### SOURCE DOCUMENT ###

However, due to the limited space and the aim of this paper, in particular, I will limit the scope of the tensions within cosmopolitanism to how they problematise nationalism and particularism as well as promote tolerance and diversity as a strategy of world-openness and order. In this context, the focus of cosmopolitanism with regard to the tensions in the globalised century becomes critical when individual subjects and their interests exceed nationalist interests (ideology). In that case, all individuals and their lifestyles matter to policymakers and those entrusted with political power irrespective of their status in society. For instance, globalised cities characterised as cosmopolitan are those that highlight such a tension as part of their strategies towards world-openness as well as offer a vision of an alternative society that “leaves no one behind” such as the New Urban Agenda (UN-Habitat 2016).

Cosmopolitanism, in this way, is embedded in multiple strategies in which the local and the national is reconceptualised as an outcome of the interaction with the global. The outcome of that interaction varies depending on the context. For Robertson (1992), hybridisation and indigenisation may be the product of interactions in which the local appropriates the global or, in the case of “global diasporas,” local residents are transformed into a new cosmopolitan global flow. Beck et al. (2000) also affirm the ideas mentioned above: there is evidence of situations regarding the interaction between the local and the global where the global has magnificently imposed itself on the local. McDonaldization and McSociety are practical examples of such conditions (ibid.).

Also, with reference to the idea of critical cosmopolitanism, this category of the world is seen in terms of openness instead of a universal system (Delanty 2000:38). It is this openness that describes the cosmopolitan imagination and the transformative idea of an alternative society (ibid.). Besides, the internal challenges of cosmopolitanism include the developmental transformation of cultural representations arising from learning processes linked with modernity (ibid.:39).

In addition to the urbanised cultural policy described above, the tension could also be reviewed from the perspective of “justice.” In the perspective of “justice” as well as “critical cosmopolitanism,” Delanty (2006:39) has noted that the cosmopolitan idea is not identifiable with the mere condition of pluralism and attachment of individuals. Instead, it is more concerned with openness and societal transformative strategies (ibid.). In other words, this tension within the scope of this paper emphasises the call to reject the central idea of nationalism and particularism which acts as a barrier against the implementation of cosmopolitan strategies that encourage openness, recognition and living together without ethnic and national limitation. Moreover, it must guarantee the broader vision of an alternative society outlined, for example, in the goals of Habitat III (the New Urban Agenda) and UNESCO’s Culture: Urban Futures etc.

At this stage, I will move on to discuss in detail the idea of justice with regard to the tensions. In this regard, the ideas of cosmopolitanism focus on two principles of justice that are relevant to my study. Firstly, there is cosmopolitan justice concerning “the relative distribution of goods and services” (Beitz 2005; Held 2002; McGrew 2004). This type of justice has less impact on the central matter of this chapter. In other words, when it comes to the distribution of resources, the argument about justice presented here is based on individualism instead of nationalism, or group or ethnic alliance (particularism). For example, this cosmopolitan idea supports fair and equal sharing of resources (either goods or services) among natives and strangers without binding or affiliating them to a specific group or ethnic identity.

### RECORDS PROVIDED ###

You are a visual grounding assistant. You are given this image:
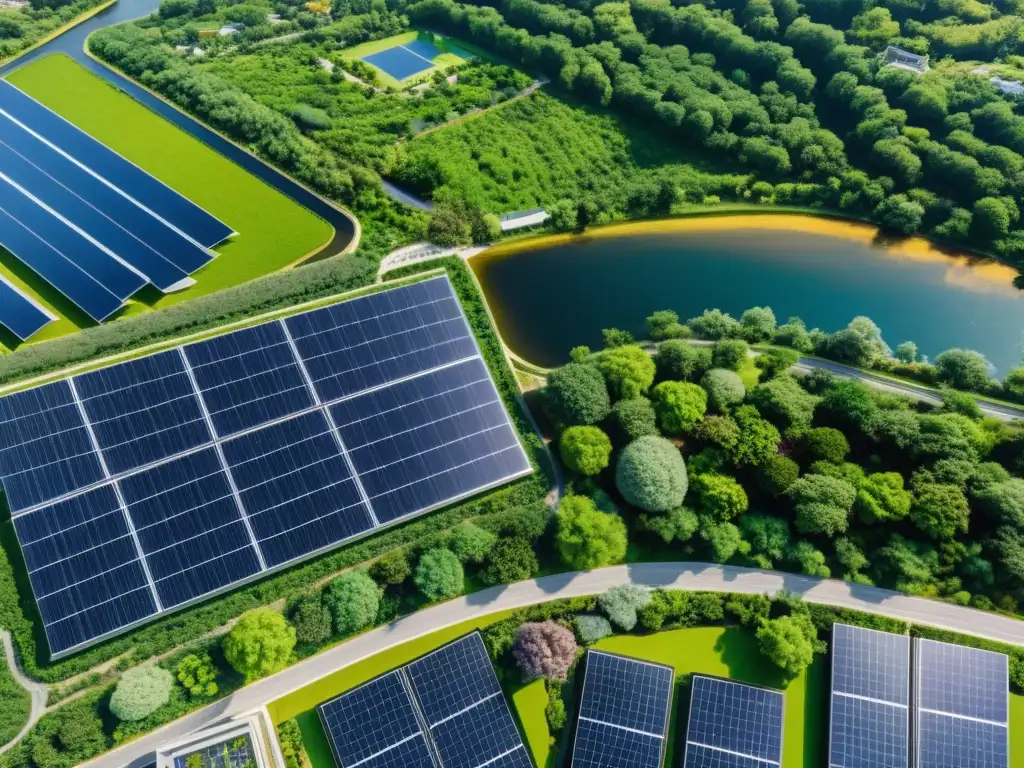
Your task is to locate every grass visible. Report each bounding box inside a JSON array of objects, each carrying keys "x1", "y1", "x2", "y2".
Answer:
[
  {"x1": 0, "y1": 54, "x2": 333, "y2": 346},
  {"x1": 341, "y1": 30, "x2": 475, "y2": 88}
]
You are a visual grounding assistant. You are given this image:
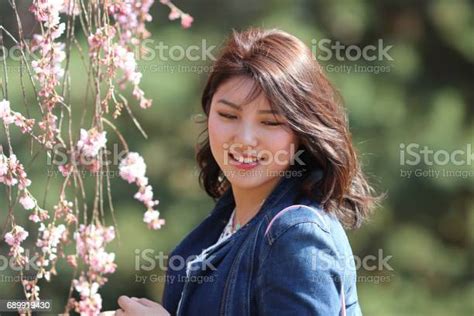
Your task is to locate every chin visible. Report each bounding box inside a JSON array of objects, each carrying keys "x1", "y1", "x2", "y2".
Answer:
[{"x1": 227, "y1": 176, "x2": 276, "y2": 189}]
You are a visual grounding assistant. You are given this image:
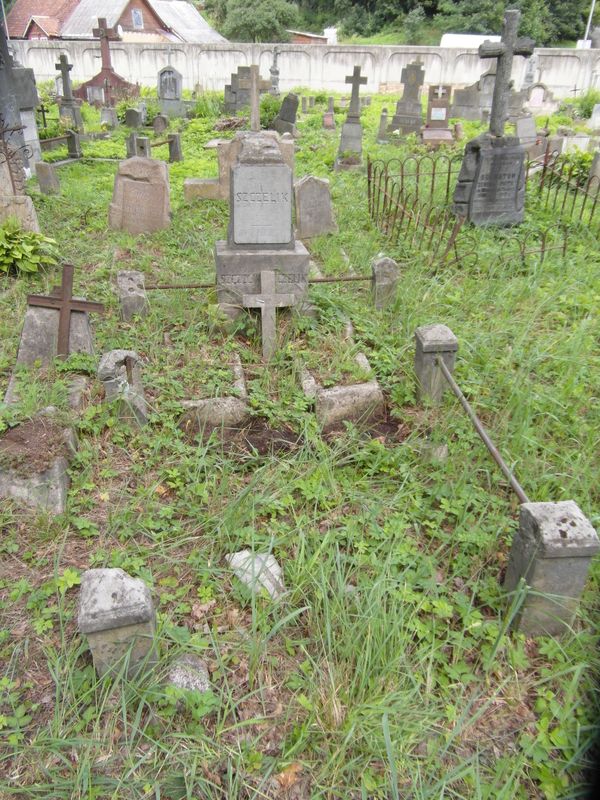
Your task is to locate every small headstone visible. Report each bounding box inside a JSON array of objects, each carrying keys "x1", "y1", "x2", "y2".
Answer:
[
  {"x1": 108, "y1": 156, "x2": 171, "y2": 235},
  {"x1": 77, "y1": 569, "x2": 157, "y2": 677},
  {"x1": 225, "y1": 550, "x2": 285, "y2": 600},
  {"x1": 35, "y1": 161, "x2": 60, "y2": 194},
  {"x1": 294, "y1": 175, "x2": 337, "y2": 239}
]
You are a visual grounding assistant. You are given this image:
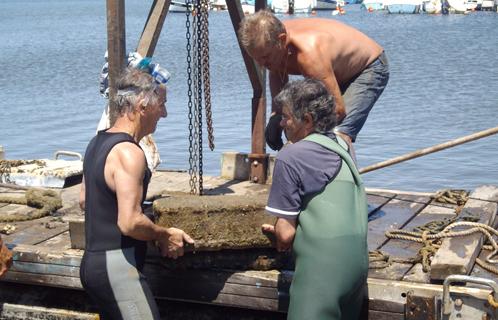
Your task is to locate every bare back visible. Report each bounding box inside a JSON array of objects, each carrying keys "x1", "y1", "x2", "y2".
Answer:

###

TASK REQUIREMENTS >>
- a) List every author or organization that the cosmopolitanism text cites with a year, and give each year. List an author once for each different year cited.
- b) Does each statement agree with the cosmopolitanism text? Answer yes or no for each, and quote the words of the text that decide it.
(i) Robertson holds that hybridisation and indigenisation may come from interactions in which the local takes over the global.
(ii) Justice concerning the distribution of goods and services has a major impact on the central matter of the chapter.
(iii) Delanty equates the cosmopolitan idea with the mere condition of pluralism.

THE REPLIES >>
- a) UN-Habitat (2016), Robertson (1992), Beck et al. (2000), Delanty (2000), Delanty (2006), Beitz (2005), Held (2002), McGrew (2004)

- b)
(i) Yes: "hybridisation and indigenisation may be the product of interactions in which the local appropriates the global"
(ii) No: "This type of justice has less impact on the central matter of this chapter."
(iii) No: "the cosmopolitan idea is not identifiable with the mere condition of pluralism and attachment of individuals"